*Problem A:*
Copy out the part of the essay on MLK Day of Service starting at "Martin Luther King Day" and ending at "a better community.", word for word.
*Problem B:*
In the essay on MLK Day of Service, which organization did the writer go on volunteer projects with?
*Problem C:*
Extend the essay on MLK Day of Service by continuing it from its final sentence.

Martin Luther King Day of Service always provides an excellent time to reflect on a life of service. For me, the experience of serving with so many other individuals reminds me of the good in the world, and that individuals can work together for a better community.
I am ashamed to admit, although service has been a large part of my life since I was young, I have never participated in MLK Day of Service until this year. I had no clue when I left for my volunteer projects with Youth Volunteer Corps of Greater Kansas City that I would witness so many people making the choice to serve. When I left to help sort food for families in need at the local food bank, I had to park three blocks away because of all the people out and ready to put their hands to good use.
At the local YVCKC office, I witnessed a packed room of families searching to find the right words to put into handmade cards that might sooth the pains of children receiving treatment at the local hospital—and soothe the minds of those children’s families. One young man wrote a simple, yet touching, message that people in this world are thinking of you.
It was a beautiful sight to see. Not only the youth of YVC, but individuals everywhere, were taking the time to give back.
About halfway through the day I began to think about a Day of Service, and wonder what would Martin Luther King Jr. think about this day? MLK who dedicated his life to service and bettering the community for all. MLK who said, “An individual has not started living until he can rise above the narrow confines of his individualistic concerns to the broader concerns of all humanity.” I am sure he would be pleased to see the community coming together to address these broader concerns. It is certainly a start.

*Provided information:*

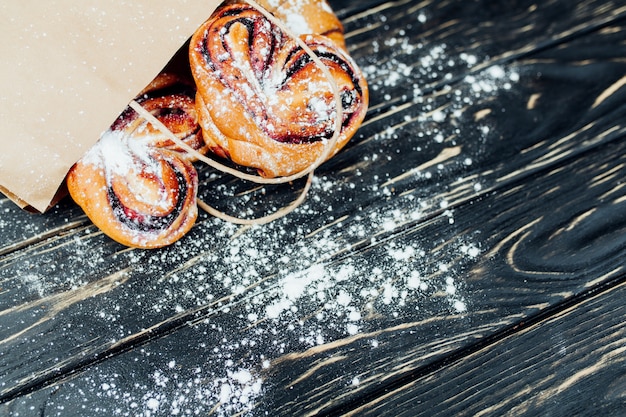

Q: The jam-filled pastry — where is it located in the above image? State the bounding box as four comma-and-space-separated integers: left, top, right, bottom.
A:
224, 0, 346, 49
189, 1, 368, 177
111, 73, 208, 161
67, 78, 206, 248
67, 130, 198, 248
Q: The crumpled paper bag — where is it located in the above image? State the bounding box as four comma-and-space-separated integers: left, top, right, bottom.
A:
0, 0, 221, 212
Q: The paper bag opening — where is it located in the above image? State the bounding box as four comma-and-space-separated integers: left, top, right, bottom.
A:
0, 0, 221, 213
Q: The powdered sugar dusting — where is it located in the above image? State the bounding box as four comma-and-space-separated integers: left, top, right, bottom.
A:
0, 4, 519, 416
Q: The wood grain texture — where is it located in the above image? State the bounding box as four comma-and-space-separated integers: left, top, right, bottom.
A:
0, 1, 626, 415
358, 283, 626, 416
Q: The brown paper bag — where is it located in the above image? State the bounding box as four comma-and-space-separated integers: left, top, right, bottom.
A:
0, 0, 221, 212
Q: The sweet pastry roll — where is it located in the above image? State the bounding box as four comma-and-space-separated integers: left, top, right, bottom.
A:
111, 73, 208, 161
224, 0, 346, 50
189, 3, 368, 178
66, 76, 206, 248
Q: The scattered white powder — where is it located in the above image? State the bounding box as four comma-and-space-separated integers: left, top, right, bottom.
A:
0, 4, 519, 416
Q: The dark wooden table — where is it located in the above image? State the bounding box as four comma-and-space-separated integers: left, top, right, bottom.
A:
0, 0, 626, 416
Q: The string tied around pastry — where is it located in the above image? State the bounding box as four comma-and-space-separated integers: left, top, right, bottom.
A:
129, 0, 344, 225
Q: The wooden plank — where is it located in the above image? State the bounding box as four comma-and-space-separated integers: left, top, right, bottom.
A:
5, 109, 626, 416
348, 276, 626, 416
0, 0, 624, 412
0, 0, 626, 250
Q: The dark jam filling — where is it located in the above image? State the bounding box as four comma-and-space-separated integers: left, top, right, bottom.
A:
107, 164, 187, 233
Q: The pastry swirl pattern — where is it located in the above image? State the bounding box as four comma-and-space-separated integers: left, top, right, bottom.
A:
190, 4, 368, 177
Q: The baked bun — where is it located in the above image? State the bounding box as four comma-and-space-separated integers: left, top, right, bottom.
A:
189, 1, 368, 177
223, 0, 346, 50
67, 76, 206, 248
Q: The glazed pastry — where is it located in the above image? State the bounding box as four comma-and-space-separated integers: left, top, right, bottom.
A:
224, 0, 346, 50
67, 76, 206, 248
189, 1, 368, 177
111, 73, 208, 161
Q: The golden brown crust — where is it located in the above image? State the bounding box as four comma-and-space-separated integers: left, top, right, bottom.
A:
67, 135, 198, 248
190, 4, 368, 177
66, 74, 202, 248
236, 0, 346, 50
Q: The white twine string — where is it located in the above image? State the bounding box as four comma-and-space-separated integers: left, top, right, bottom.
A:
129, 0, 343, 225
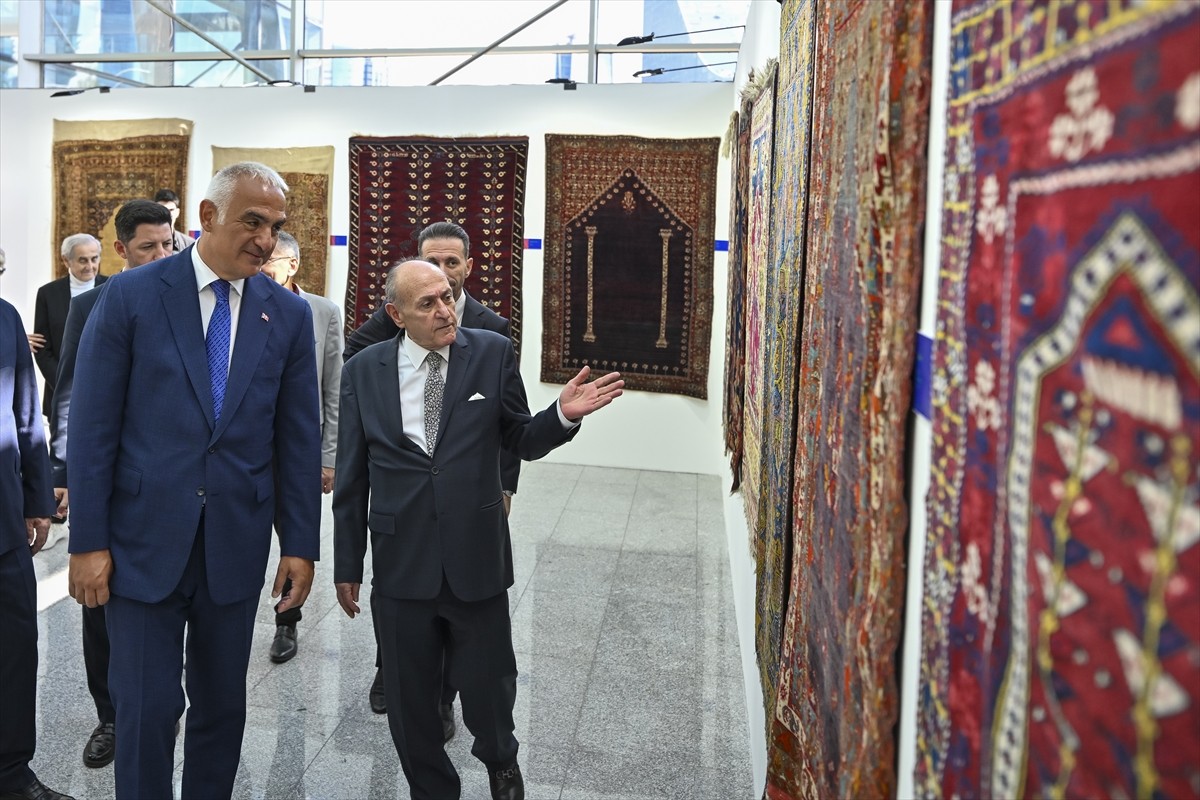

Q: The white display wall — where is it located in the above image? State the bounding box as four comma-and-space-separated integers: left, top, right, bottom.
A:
0, 84, 733, 474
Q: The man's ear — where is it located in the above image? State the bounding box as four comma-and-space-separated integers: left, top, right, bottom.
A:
200, 200, 217, 233
383, 302, 404, 327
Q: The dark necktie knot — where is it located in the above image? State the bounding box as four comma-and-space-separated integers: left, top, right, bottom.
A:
204, 278, 232, 420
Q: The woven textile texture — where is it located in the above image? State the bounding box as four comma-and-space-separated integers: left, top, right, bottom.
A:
721, 102, 750, 492
50, 122, 191, 278
346, 137, 529, 354
914, 0, 1200, 798
742, 0, 816, 732
212, 146, 334, 295
767, 0, 932, 799
742, 66, 787, 544
541, 133, 720, 398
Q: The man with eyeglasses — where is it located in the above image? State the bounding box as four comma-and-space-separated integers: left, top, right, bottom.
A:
154, 188, 192, 253
263, 230, 342, 663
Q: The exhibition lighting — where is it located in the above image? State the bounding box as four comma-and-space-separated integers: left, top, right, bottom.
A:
634, 61, 737, 78
617, 25, 745, 47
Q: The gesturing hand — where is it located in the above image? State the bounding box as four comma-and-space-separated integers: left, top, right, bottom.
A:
558, 367, 625, 422
271, 555, 314, 614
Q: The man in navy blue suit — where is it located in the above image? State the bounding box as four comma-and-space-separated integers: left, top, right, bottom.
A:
50, 200, 175, 769
67, 162, 320, 799
0, 297, 71, 800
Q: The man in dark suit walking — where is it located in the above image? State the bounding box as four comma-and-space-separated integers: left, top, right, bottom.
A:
334, 261, 624, 800
50, 200, 174, 769
0, 300, 71, 800
344, 222, 521, 724
67, 162, 320, 800
34, 234, 104, 417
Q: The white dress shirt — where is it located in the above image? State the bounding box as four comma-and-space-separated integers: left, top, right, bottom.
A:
396, 333, 578, 452
396, 336, 450, 452
192, 247, 246, 371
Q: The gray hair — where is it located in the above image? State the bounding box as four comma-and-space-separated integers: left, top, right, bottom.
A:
204, 161, 289, 222
383, 258, 412, 307
275, 230, 300, 261
59, 234, 100, 261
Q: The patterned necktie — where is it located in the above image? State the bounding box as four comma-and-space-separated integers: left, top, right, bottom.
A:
425, 353, 446, 456
204, 279, 229, 420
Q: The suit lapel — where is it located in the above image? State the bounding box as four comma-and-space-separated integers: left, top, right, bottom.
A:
384, 331, 426, 456
217, 275, 273, 439
162, 255, 214, 427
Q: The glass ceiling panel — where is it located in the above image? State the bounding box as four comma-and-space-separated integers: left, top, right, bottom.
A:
306, 0, 588, 51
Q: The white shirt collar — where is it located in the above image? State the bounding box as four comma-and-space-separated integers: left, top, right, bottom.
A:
67, 272, 96, 297
454, 289, 467, 325
192, 247, 246, 296
400, 335, 450, 367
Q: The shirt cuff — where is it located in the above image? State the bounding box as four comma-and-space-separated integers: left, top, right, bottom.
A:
554, 401, 580, 431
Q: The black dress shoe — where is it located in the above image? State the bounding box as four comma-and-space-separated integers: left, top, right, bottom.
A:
270, 625, 296, 664
83, 722, 116, 769
371, 669, 388, 714
487, 762, 524, 800
0, 777, 74, 800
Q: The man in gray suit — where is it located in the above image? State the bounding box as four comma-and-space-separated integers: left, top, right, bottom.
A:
334, 261, 624, 800
263, 230, 342, 663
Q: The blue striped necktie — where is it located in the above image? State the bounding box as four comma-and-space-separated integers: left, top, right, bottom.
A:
204, 279, 230, 421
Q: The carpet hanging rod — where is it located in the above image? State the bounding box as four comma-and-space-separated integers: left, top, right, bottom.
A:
430, 0, 566, 86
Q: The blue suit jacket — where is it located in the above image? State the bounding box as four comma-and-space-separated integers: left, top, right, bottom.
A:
67, 248, 320, 603
0, 300, 54, 554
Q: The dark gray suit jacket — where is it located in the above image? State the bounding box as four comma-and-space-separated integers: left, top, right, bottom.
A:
334, 327, 578, 602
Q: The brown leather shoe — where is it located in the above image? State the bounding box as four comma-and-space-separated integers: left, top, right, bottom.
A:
0, 777, 74, 800
487, 762, 524, 800
370, 669, 388, 714
83, 722, 116, 769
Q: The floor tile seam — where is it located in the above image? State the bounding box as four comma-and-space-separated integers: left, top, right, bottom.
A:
292, 716, 360, 794
559, 568, 628, 753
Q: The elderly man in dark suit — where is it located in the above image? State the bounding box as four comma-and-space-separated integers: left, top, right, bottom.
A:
334, 261, 624, 800
67, 162, 320, 800
31, 234, 104, 417
344, 222, 521, 724
0, 300, 71, 800
263, 230, 342, 663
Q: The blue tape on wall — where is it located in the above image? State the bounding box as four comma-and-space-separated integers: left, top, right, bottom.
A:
912, 333, 934, 420
528, 236, 730, 253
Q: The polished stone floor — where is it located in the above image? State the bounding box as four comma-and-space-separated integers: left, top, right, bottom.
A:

*Task response A:*
Martin Luther King Day of Service always provides an excellent time to reflect on a life of service. For me, the experience of serving with so many other individuals reminds me of the good in the world, and that individuals can work together for a better community.

*Task response B:*
Youth Volunteer Corps of Greater Kansas City.

*Task response C:*
But in the end, one day of service is not really enough. Individuals in this community, and communities throughout the United States, do not only require support one or two days of service throughout the year. According to the most recent release of information from the United States Census Bureau 46.5 million people are living at or below the poverty line, with African Americans experiencing the highest poverty rate at 27.2%. Crippling poverty is a real struggle every day. For this, I believe Martin Luther King Jr. would not be proud, but we have the power not only to give our hands and our hearts one or two days of service a year. We have the power to dedicate ourselves to our communities and really work toward making a difference.
So do not let this last MLK day be the end of your service until next year, but the spark that ignites a lifelong dedication to the community in which you live. Martin Luther King Jr. said “Every man must decide whether he will walk in the light of creative altruism or in the darkness of destructive selfishness.” Now that MLK day has passed, let’s not forget we have the power to address the broader concerns of humanity and continue into a life, not only a day, of service.
Kirsten Overby is YVC’s AmeriCorps VISTA Development & Marketing Coordinator. She spent MLK Day 2014 serving with YVCKC, making cards for families of hospitalized children and sorting food at the local food bank.